▶ [Aim]
Copy the lines from the start of the records up to and including the line with "(412, 213), (453, 233)", swapping "small rock" for "pebble" and leaving everything else unchanged. Omit the pictures from your output.

++++ Listed entries

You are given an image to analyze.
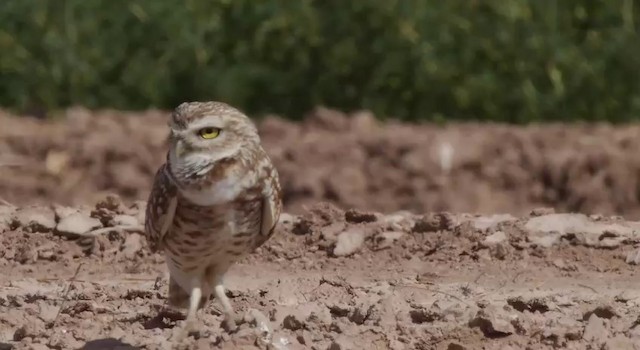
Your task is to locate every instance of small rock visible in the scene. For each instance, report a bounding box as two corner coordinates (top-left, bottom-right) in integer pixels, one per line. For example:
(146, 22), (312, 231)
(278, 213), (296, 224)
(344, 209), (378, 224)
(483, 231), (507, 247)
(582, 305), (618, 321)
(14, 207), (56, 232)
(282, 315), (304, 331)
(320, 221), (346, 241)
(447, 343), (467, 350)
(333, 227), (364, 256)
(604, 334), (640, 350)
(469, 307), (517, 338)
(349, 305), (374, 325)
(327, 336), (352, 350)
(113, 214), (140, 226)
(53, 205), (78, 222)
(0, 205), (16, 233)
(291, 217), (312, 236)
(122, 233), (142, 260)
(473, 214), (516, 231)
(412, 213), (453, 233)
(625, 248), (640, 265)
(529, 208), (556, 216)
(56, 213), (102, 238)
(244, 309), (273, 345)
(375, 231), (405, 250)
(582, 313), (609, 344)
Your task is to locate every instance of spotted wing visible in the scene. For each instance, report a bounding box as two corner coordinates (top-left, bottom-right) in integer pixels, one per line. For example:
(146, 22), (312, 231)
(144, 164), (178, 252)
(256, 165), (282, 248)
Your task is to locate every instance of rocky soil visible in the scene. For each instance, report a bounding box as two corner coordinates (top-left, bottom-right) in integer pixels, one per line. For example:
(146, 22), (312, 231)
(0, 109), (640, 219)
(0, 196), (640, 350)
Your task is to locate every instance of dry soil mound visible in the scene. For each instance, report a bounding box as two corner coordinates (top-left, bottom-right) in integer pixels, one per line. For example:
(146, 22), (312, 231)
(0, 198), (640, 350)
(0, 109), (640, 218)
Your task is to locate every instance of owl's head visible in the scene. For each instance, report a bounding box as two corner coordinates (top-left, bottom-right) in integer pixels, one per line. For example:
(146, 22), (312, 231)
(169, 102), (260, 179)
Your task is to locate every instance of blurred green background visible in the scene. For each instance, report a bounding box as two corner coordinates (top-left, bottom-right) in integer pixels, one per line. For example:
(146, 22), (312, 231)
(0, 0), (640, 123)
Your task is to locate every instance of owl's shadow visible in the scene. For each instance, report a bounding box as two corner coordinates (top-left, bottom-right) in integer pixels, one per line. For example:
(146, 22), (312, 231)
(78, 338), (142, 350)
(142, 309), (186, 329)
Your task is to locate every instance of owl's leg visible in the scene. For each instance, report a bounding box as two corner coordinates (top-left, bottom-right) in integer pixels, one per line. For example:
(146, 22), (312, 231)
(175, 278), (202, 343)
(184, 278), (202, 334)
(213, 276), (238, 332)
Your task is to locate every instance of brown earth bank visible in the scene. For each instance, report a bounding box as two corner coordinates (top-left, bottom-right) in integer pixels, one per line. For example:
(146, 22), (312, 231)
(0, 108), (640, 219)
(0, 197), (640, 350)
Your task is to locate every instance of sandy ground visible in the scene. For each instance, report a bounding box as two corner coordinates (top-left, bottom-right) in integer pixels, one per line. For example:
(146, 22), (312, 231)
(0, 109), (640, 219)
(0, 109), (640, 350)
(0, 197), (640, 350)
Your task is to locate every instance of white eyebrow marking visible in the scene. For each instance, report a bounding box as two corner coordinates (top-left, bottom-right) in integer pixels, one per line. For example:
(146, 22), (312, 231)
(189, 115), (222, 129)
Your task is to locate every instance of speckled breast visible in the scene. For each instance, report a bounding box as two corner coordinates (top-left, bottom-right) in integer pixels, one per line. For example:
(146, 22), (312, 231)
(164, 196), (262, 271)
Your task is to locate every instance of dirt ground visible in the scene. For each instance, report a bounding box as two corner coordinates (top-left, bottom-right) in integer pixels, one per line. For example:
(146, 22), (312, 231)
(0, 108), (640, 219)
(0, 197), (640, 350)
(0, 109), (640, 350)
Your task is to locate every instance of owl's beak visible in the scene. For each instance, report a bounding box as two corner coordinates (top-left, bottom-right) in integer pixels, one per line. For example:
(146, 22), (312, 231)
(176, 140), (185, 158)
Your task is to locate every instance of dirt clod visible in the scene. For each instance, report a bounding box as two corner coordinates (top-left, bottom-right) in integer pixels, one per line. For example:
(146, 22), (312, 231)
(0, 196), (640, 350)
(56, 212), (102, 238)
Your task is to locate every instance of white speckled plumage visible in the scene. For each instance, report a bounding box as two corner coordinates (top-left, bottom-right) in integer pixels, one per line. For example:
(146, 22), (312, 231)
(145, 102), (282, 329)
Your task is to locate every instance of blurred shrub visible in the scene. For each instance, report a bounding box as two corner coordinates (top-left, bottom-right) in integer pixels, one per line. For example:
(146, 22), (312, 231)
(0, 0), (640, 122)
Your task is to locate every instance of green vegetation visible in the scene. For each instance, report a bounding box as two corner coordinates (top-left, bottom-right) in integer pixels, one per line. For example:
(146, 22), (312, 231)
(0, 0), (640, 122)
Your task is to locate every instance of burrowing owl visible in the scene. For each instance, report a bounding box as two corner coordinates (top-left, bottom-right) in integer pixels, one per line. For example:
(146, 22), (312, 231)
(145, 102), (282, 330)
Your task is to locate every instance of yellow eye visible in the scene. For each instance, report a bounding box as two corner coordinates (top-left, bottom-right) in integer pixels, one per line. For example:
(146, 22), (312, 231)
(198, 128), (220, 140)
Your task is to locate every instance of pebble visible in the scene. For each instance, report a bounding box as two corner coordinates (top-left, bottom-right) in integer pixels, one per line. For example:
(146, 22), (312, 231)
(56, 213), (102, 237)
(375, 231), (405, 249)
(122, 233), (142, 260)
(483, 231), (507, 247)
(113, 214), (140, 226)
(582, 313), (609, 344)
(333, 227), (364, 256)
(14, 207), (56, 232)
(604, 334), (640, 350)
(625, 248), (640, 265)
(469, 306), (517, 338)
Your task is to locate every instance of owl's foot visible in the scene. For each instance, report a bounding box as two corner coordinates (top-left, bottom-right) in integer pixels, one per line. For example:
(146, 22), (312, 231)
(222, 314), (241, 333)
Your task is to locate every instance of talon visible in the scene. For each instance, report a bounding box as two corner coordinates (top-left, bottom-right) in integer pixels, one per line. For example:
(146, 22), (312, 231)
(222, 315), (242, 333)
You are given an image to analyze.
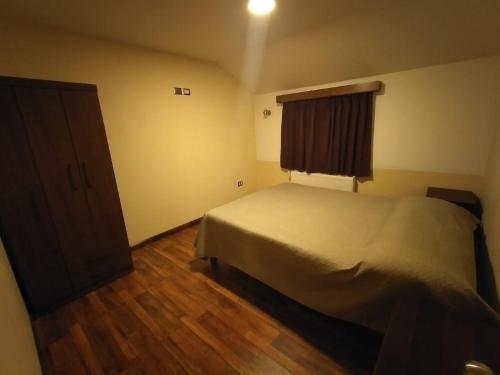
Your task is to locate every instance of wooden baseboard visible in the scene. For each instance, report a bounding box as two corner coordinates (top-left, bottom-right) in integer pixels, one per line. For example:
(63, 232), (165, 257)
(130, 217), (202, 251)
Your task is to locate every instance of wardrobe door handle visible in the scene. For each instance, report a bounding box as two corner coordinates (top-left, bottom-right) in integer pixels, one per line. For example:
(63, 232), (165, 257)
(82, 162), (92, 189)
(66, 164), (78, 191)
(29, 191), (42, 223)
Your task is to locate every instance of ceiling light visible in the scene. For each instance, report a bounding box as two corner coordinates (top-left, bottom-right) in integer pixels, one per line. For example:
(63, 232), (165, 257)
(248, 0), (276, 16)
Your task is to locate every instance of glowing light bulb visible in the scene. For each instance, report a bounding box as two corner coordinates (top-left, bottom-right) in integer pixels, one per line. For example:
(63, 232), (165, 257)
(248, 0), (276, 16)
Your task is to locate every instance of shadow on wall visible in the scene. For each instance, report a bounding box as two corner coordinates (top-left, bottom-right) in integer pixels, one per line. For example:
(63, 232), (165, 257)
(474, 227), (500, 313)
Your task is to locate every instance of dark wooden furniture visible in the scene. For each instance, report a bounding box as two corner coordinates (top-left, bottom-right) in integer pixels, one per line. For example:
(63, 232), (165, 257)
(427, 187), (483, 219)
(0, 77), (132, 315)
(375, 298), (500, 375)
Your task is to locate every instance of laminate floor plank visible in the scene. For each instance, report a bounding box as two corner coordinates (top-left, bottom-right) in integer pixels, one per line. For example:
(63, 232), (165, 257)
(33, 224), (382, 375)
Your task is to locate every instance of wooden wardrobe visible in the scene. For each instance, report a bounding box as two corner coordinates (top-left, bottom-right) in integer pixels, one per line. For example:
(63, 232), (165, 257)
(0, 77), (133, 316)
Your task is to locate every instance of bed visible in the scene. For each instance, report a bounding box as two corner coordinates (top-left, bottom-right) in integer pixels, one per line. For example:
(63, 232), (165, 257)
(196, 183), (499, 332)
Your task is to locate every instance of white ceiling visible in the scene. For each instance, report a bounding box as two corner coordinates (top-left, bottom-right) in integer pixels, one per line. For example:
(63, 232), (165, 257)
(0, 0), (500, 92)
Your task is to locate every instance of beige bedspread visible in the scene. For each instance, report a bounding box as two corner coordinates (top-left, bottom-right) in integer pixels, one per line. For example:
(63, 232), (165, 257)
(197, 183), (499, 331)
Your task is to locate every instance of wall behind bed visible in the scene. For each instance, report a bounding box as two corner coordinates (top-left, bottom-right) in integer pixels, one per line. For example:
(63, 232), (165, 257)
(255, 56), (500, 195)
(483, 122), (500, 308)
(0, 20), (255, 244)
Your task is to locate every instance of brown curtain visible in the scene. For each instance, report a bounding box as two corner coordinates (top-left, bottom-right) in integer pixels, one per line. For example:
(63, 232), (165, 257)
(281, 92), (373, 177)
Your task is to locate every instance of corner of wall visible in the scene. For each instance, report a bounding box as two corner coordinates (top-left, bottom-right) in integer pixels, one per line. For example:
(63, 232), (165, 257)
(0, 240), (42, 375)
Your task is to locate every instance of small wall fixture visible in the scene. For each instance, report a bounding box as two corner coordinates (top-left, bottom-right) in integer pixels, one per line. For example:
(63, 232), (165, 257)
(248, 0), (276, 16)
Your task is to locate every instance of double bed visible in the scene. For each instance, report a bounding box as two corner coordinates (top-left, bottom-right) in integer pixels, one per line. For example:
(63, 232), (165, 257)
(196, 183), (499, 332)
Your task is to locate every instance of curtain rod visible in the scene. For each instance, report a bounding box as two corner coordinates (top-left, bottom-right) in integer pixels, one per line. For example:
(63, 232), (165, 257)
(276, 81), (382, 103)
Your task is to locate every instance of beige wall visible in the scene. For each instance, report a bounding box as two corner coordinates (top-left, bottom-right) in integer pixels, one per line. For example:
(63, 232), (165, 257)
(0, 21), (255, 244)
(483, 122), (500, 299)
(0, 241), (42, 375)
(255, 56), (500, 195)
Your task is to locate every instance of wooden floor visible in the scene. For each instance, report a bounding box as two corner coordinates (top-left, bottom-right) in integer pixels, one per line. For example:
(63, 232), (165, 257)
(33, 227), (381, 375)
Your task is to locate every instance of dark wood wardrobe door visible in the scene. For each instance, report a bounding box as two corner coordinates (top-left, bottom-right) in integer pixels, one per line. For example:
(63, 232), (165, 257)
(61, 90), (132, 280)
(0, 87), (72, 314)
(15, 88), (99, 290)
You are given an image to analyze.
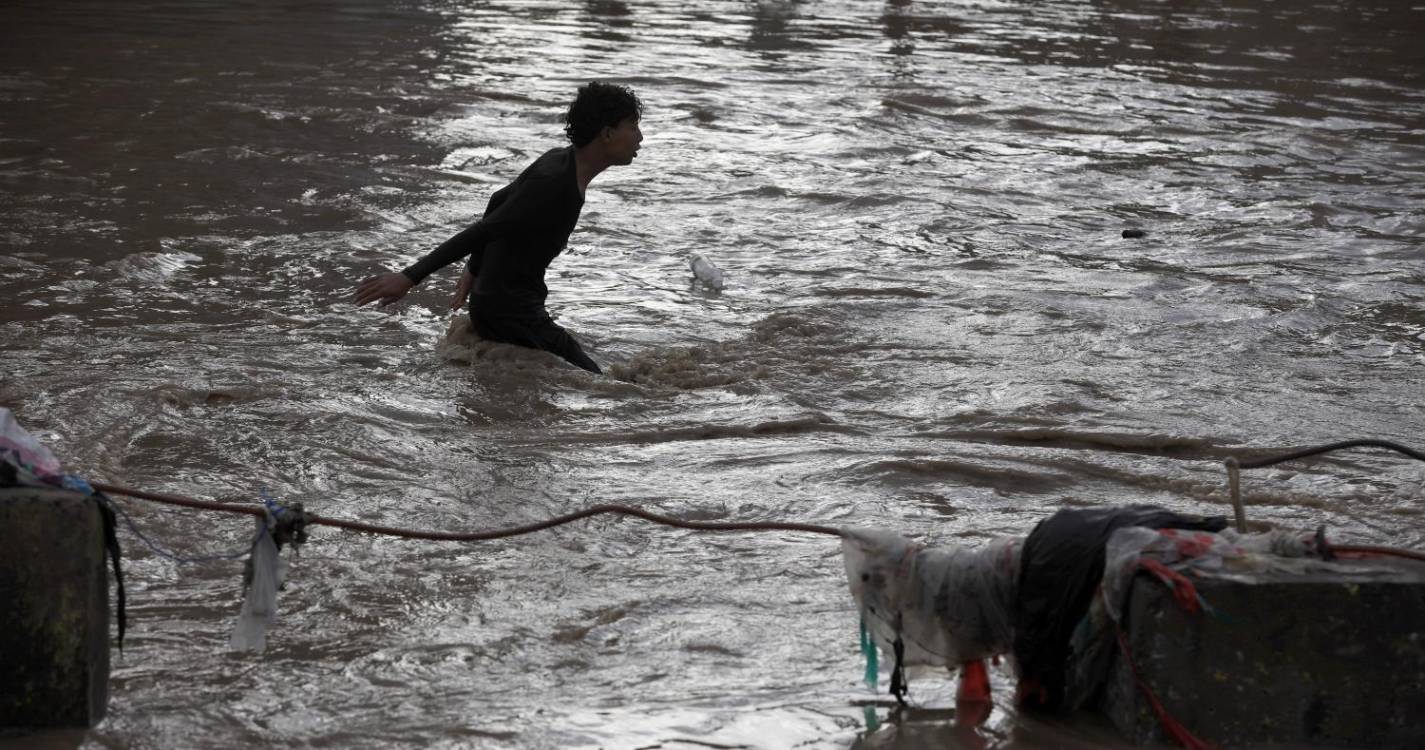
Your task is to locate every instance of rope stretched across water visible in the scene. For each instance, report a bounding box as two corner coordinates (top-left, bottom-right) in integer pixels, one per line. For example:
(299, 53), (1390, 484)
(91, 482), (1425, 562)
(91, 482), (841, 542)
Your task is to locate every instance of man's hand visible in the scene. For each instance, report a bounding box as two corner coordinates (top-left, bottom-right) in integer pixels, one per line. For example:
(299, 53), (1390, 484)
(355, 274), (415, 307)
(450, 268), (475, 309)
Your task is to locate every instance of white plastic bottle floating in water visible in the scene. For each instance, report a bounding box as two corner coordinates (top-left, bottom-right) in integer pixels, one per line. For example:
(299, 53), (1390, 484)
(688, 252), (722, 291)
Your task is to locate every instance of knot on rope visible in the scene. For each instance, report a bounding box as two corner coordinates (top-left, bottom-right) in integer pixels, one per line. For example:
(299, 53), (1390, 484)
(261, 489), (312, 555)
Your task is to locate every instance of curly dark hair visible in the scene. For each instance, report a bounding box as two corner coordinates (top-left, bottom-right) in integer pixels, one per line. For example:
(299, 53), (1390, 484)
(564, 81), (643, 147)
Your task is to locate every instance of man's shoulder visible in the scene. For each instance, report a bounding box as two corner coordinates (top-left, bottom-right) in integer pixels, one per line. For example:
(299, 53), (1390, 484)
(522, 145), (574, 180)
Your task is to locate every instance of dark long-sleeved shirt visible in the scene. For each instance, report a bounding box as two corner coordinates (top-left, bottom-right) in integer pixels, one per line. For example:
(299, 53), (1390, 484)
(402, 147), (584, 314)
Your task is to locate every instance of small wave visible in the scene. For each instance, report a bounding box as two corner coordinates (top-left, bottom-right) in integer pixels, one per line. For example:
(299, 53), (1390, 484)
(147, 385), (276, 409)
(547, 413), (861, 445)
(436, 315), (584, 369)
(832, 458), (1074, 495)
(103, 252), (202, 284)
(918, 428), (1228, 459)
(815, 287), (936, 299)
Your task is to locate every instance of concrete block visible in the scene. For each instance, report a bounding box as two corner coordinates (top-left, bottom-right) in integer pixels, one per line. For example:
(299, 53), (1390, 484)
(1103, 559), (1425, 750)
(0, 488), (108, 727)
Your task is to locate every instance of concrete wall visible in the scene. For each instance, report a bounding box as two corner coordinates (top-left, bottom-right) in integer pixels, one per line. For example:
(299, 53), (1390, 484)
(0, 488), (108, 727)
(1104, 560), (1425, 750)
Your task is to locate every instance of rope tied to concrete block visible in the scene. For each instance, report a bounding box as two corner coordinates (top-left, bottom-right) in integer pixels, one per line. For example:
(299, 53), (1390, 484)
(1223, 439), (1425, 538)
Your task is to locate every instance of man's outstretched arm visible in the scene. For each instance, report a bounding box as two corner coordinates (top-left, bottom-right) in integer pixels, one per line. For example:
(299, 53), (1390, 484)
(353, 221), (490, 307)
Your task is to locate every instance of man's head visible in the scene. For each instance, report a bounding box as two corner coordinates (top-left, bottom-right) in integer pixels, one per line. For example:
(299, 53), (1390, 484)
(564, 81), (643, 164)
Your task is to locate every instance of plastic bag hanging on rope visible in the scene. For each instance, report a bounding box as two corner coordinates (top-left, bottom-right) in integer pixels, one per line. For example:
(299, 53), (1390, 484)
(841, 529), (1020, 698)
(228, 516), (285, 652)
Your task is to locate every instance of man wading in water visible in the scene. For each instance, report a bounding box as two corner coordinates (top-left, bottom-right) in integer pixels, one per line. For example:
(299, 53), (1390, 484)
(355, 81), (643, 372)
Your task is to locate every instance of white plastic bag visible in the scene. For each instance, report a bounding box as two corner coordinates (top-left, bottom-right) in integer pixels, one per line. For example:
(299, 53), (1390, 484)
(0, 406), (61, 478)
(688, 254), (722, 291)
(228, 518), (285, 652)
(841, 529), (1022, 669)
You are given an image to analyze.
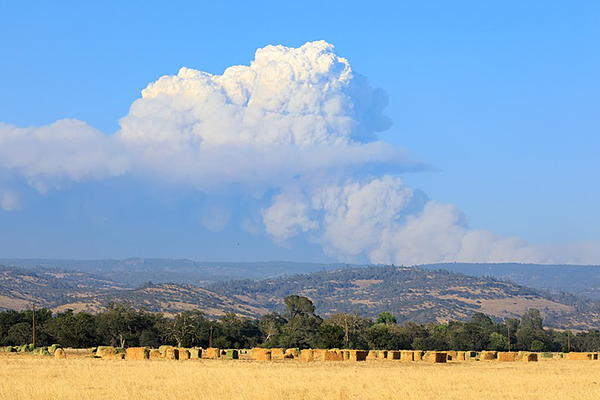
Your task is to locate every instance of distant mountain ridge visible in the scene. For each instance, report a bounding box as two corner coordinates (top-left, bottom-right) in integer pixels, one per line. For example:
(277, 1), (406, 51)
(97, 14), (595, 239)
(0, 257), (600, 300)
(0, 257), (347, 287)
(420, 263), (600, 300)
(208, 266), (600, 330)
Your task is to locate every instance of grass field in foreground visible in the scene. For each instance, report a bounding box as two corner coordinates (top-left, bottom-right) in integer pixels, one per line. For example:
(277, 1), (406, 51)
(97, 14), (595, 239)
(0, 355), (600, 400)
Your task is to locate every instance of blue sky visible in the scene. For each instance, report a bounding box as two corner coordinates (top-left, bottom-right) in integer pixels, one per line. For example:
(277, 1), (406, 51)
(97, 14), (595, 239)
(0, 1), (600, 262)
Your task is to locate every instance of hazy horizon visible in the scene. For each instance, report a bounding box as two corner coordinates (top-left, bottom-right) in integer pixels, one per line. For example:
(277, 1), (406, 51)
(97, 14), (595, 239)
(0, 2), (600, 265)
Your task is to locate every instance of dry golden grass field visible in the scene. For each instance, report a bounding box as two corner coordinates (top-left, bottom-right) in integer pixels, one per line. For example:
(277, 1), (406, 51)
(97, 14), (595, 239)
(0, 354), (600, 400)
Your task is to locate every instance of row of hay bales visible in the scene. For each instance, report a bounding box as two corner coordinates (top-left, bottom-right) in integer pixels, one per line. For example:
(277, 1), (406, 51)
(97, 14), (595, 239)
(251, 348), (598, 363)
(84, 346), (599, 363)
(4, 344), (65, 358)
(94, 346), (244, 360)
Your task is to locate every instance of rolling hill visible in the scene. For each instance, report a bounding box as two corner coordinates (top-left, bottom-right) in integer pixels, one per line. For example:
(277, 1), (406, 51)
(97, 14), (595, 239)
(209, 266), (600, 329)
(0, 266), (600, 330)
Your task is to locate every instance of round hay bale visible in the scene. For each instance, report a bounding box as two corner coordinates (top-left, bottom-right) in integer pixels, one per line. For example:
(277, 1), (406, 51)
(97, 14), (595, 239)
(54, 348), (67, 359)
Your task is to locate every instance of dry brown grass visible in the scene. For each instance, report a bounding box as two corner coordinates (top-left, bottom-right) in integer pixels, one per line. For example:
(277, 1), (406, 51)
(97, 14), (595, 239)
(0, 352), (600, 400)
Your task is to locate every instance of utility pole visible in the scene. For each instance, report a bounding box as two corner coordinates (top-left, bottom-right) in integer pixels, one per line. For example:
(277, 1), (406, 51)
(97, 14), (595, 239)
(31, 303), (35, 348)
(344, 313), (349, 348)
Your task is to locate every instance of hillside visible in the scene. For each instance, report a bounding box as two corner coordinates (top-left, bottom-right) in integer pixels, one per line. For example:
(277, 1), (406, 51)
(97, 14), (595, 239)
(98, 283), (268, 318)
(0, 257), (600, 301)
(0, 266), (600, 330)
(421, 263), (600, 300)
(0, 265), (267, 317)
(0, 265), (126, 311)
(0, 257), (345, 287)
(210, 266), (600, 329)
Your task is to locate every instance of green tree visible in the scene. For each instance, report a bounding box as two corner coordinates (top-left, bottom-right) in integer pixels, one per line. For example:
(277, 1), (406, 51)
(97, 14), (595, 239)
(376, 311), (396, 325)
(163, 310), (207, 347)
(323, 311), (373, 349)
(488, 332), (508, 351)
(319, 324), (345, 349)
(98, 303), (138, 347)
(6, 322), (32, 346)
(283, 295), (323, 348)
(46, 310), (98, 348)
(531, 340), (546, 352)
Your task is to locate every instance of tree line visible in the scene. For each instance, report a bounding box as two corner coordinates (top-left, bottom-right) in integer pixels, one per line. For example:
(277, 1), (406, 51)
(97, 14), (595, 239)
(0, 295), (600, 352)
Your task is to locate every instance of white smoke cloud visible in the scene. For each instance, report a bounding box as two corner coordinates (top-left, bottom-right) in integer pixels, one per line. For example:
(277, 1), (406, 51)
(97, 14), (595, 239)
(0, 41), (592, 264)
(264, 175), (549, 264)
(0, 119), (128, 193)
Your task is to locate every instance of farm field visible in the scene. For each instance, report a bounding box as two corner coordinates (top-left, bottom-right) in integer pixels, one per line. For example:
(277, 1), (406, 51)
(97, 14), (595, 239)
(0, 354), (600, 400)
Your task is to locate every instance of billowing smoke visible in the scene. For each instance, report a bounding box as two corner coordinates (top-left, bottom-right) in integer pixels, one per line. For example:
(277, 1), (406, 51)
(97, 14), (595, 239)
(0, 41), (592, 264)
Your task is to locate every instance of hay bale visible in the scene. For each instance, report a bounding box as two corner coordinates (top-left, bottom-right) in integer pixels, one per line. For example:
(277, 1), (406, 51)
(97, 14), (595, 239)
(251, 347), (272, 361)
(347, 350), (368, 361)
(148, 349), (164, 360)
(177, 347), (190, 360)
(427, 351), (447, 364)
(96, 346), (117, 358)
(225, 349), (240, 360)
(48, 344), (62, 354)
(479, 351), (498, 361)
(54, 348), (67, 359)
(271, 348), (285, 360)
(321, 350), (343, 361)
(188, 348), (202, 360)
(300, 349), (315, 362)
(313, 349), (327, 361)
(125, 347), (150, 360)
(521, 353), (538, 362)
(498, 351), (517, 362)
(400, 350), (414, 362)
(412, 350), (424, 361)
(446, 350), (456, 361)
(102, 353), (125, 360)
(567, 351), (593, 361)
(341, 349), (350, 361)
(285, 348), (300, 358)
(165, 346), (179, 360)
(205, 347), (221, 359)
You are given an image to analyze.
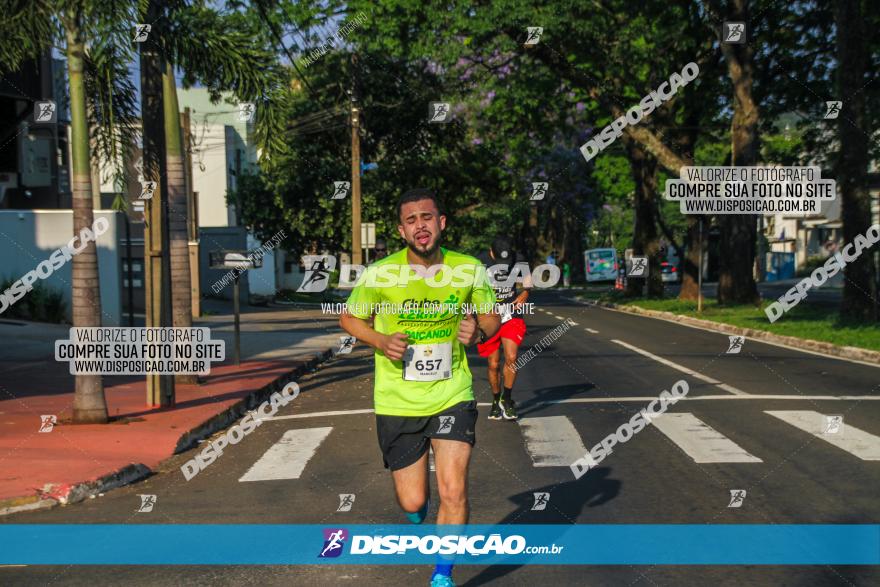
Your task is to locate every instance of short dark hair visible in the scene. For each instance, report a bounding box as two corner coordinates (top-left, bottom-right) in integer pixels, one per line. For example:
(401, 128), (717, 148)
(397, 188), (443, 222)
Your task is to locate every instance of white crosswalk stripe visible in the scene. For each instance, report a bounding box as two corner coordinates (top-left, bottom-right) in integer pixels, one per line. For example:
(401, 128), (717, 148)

++++++++

▶ [Answer to the problem]
You are given an image to analyze.
Your task is to locate every instance of pebble visible in the scene. For each instance, report a bounding box as two corner coordinates (top-left, bottom-right) in integer pixels, one per line. For example:
(146, 22), (312, 231)
(278, 213), (296, 224)
(344, 209), (378, 224)
(483, 231), (507, 247)
(582, 305), (618, 321)
(14, 207), (56, 232)
(282, 315), (304, 331)
(320, 221), (346, 241)
(447, 343), (467, 350)
(333, 227), (364, 256)
(604, 334), (640, 350)
(469, 307), (517, 338)
(349, 305), (374, 325)
(327, 336), (352, 350)
(113, 214), (140, 226)
(53, 205), (78, 222)
(0, 205), (16, 233)
(291, 217), (312, 236)
(122, 233), (142, 260)
(473, 214), (516, 231)
(412, 213), (453, 233)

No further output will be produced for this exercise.